(About this exercise): Copy exactly the lines from the one containing "Note to the class: point to the meadow" through the last line of the records, both included, and nothing more.

==== Task data ====

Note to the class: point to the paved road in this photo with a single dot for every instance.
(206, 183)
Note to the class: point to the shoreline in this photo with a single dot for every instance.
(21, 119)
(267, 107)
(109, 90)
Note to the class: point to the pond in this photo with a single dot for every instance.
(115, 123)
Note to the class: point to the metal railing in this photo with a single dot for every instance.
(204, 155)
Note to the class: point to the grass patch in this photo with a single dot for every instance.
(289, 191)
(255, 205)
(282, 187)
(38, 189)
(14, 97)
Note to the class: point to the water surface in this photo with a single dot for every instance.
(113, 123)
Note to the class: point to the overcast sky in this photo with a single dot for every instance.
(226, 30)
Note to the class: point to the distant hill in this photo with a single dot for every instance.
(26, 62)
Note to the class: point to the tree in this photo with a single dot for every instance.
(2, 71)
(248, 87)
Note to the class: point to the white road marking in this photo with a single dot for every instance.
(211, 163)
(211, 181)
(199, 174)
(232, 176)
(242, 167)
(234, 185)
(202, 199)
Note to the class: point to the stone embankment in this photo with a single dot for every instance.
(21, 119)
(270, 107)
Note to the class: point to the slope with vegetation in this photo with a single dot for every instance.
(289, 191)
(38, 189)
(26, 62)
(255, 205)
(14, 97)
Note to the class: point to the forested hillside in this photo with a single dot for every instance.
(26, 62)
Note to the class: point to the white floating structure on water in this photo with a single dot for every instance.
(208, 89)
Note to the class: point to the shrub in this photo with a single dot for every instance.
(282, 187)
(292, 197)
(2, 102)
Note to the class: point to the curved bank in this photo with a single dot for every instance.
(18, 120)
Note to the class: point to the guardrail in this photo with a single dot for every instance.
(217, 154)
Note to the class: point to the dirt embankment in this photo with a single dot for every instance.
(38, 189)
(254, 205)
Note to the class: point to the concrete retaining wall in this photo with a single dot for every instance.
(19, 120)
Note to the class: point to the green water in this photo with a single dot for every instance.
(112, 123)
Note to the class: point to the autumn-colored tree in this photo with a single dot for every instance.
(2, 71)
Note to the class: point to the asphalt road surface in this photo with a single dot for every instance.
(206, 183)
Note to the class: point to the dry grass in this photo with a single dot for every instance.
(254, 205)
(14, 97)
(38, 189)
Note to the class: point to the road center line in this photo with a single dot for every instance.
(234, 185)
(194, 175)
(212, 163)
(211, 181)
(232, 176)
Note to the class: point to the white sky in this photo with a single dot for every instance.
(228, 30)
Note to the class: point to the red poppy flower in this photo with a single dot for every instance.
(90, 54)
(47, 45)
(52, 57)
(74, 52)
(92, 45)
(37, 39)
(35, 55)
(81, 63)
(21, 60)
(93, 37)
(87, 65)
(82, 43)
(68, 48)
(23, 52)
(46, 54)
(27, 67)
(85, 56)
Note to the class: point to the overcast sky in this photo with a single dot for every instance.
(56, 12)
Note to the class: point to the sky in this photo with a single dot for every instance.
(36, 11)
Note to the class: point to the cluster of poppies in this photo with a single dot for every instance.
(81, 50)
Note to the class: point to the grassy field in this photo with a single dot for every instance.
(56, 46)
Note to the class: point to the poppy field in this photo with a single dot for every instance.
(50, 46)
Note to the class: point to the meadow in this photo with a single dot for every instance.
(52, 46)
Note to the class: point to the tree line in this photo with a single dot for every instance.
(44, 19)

====

(Your response):
Note to the class: point to the meadow in this photo with a single dot for every instance.
(52, 46)
Note to the class: point to the tree line in this photo with a single dot for every instance.
(44, 19)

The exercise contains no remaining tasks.